Start of Text provided
MINNEAPOLIS — After bottoming out during COVID, cases of whooping cough -- also known as pertussis -- have increased exponentially in Minnesota this year as the disease makes a comeback to pre-pandemic levels across the U.S.
According to Minnesota Department of Health data, cases have risen from 61 last year to more than 2,000 so far in 2024, the highest reported totals since 2012. Although the highly contagious bacterial lung infection can impact anyone, most cases are circulating among kids with 14 as the median age.
"Especially in younger kids, under one year old, under six months old, they get hit the hardest with pertussis," Children's Minnesota pediatrician Dr. Liz Placzek said. "It may seem like a cold at first, but we've seen some really serious complications and prolonged cough, including periods of apnea or stopping breathing. That's what really scares us about the youngest kids and pertussis."
At one time, the U.S. reported hundreds of thousands of whooping cough cases a year, prior to the introduction of a vaccine in the 1940s. In Minnesota, pertussis cases peaked in the decade prior to World War II, with more than 4,000 cases reported in 1933 and 1937.
End of Text provided
▶ **Problem**
In the whooping cough article, what is the median age of the people with cases in Minnesota?
Start of Information shown
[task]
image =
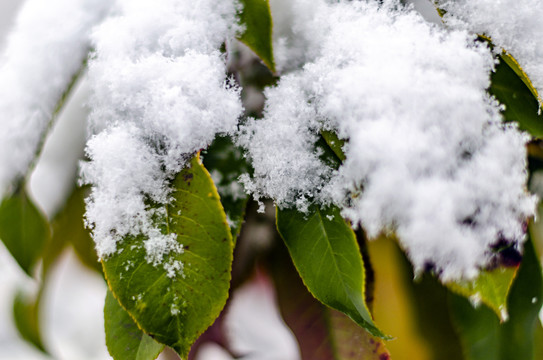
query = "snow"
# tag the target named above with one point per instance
(428, 156)
(160, 94)
(513, 26)
(254, 327)
(46, 48)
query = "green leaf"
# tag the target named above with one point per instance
(175, 310)
(513, 64)
(490, 288)
(521, 103)
(322, 333)
(124, 340)
(335, 143)
(26, 316)
(68, 228)
(225, 163)
(324, 250)
(23, 229)
(482, 335)
(257, 19)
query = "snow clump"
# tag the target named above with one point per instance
(160, 93)
(427, 156)
(516, 27)
(43, 52)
End of Information shown
▶ **Output of the task**
14